- _EXERCISE_
Reproduce every item below verbatim, preserving each line as given.

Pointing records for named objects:
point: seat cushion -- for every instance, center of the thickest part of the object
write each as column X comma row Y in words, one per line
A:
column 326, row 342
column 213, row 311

- _FINAL RESULT_
point: seat cushion -- for every instance, center of the thickest part of the object
write each as column X comma row Y in words, one per line
A:
column 326, row 342
column 213, row 311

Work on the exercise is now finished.